• **Records contained in a dataset**
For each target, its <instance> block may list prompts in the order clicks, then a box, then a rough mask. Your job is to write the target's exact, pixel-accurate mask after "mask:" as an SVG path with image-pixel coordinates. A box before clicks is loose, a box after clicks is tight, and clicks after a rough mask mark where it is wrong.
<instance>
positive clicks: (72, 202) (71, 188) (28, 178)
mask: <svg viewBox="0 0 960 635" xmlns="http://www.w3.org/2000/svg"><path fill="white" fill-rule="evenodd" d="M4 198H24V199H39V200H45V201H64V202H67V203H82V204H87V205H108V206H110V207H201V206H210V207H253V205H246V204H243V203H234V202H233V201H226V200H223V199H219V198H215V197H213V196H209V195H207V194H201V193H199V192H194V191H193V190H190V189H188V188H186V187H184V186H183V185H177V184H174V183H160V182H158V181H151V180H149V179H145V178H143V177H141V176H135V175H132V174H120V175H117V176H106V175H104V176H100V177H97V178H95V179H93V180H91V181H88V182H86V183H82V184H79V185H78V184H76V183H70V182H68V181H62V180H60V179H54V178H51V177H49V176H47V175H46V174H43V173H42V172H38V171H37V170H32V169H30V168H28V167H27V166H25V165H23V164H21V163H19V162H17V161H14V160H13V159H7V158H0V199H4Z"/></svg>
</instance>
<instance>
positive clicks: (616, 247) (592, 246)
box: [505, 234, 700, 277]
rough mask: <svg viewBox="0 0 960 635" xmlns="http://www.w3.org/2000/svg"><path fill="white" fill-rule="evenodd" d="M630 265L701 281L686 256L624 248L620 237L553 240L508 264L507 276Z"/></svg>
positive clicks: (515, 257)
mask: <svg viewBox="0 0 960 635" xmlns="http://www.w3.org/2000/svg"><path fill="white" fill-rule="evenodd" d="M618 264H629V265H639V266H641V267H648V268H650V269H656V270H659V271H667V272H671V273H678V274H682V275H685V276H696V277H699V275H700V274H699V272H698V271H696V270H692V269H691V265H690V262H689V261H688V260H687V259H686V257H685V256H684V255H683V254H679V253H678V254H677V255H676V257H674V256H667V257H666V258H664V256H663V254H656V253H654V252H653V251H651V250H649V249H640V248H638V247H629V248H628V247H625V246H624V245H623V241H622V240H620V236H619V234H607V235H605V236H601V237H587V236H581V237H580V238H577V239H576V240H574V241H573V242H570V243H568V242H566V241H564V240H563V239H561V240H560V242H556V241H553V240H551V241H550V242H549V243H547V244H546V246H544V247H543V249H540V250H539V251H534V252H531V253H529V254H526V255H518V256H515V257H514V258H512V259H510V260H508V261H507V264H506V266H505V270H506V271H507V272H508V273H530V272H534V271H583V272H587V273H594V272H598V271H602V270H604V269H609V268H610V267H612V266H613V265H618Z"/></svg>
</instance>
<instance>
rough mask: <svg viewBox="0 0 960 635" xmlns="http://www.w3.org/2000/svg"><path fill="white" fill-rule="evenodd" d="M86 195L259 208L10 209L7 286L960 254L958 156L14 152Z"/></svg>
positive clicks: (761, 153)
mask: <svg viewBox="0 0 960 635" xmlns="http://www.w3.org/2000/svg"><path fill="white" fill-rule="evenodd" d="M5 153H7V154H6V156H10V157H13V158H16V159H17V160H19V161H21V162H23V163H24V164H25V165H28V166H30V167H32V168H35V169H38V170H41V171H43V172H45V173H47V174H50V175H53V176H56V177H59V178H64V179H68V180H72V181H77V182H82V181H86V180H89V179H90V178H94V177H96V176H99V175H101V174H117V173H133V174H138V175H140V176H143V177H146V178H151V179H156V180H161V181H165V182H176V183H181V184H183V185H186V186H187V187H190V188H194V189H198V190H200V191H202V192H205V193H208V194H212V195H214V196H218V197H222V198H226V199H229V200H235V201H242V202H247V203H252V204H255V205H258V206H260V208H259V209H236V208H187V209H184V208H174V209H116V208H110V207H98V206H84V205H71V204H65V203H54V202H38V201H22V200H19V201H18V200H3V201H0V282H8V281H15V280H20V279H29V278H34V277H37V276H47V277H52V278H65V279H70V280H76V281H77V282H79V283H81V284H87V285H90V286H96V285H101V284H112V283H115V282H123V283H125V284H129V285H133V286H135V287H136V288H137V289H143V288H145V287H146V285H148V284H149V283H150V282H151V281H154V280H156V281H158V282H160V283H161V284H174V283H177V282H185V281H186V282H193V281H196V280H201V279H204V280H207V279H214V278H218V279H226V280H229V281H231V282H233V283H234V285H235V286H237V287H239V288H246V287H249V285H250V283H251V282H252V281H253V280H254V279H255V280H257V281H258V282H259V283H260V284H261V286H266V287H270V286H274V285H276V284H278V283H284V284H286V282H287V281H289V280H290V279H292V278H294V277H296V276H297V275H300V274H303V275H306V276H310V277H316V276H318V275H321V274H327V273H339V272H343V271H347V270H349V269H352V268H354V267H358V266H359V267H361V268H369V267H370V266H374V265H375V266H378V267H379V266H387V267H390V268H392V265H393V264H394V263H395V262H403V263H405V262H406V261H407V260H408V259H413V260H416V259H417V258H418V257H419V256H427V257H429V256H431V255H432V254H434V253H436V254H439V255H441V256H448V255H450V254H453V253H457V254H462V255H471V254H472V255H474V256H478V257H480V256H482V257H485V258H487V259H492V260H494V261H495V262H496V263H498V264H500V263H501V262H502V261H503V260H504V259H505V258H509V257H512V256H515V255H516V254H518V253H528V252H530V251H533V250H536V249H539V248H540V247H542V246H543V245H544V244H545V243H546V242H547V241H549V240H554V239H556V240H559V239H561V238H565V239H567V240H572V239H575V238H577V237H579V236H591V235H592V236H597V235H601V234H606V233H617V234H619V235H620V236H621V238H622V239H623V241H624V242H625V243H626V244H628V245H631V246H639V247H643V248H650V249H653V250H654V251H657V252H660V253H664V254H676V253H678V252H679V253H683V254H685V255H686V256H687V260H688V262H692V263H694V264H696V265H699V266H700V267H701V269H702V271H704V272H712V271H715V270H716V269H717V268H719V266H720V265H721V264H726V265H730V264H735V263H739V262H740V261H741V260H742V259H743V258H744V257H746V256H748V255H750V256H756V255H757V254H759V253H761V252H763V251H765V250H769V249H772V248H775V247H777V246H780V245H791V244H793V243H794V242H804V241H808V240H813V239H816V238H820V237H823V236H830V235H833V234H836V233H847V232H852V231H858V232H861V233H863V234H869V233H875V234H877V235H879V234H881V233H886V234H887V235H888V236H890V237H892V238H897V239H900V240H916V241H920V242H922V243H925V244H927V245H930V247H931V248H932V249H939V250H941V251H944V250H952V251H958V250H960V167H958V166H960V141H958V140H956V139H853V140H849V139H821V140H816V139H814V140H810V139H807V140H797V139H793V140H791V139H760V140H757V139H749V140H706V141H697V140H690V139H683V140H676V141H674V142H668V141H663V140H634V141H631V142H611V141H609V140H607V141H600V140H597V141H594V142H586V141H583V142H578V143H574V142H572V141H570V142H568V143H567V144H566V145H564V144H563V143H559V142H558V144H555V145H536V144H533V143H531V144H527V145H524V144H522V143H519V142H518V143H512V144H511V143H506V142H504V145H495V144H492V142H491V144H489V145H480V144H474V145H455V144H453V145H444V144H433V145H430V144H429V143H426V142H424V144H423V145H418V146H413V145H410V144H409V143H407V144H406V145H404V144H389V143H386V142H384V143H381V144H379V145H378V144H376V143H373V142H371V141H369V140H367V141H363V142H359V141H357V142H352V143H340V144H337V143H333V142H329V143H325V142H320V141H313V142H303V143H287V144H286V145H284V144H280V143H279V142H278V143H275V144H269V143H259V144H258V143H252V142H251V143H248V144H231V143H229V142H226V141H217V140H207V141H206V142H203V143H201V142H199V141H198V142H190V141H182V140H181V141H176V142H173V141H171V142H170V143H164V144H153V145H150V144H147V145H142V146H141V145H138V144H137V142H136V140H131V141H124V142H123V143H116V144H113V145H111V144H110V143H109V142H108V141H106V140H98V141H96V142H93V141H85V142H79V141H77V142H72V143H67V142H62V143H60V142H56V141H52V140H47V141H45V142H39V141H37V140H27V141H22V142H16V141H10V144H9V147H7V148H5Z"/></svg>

• **What is required**
Check each line above for "rough" and return the ones that have it.

• **Response box**
For each target, its <instance> block may list prompts in the order clicks, then a box, then a rough mask. Your job is to write the target's exact, pixel-accurate mask after "mask:" as an SVG path with image-pixel coordinates. A box before clicks is loose, a box after clicks is tight, and clicks after a rough mask mark where it is wrong.
rough mask: <svg viewBox="0 0 960 635" xmlns="http://www.w3.org/2000/svg"><path fill="white" fill-rule="evenodd" d="M630 265L701 281L686 256L624 248L620 237L553 240L508 264L507 276Z"/></svg>
rough mask: <svg viewBox="0 0 960 635" xmlns="http://www.w3.org/2000/svg"><path fill="white" fill-rule="evenodd" d="M86 195L259 208L10 209L7 286L960 254L958 156L14 152Z"/></svg>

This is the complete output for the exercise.